- [Instructions for the task] Return these lines exactly as they appear, everything from the start of the records down to the line containing "<point>118,117</point>", with both ends included.

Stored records
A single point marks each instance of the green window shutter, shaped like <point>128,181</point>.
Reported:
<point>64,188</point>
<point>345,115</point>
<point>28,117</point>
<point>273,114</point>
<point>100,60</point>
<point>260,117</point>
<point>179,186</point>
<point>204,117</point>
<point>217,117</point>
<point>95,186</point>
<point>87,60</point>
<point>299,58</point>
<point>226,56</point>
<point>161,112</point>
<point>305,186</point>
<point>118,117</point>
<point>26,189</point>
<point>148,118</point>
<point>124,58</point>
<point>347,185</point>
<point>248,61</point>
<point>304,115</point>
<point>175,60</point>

- [Worked solution]
A single point marks each instance of the green window shutter, shaped like <point>128,181</point>.
Reported:
<point>64,188</point>
<point>345,115</point>
<point>28,117</point>
<point>273,114</point>
<point>100,60</point>
<point>260,117</point>
<point>179,186</point>
<point>204,117</point>
<point>217,117</point>
<point>95,186</point>
<point>87,60</point>
<point>299,58</point>
<point>226,56</point>
<point>161,112</point>
<point>305,186</point>
<point>118,117</point>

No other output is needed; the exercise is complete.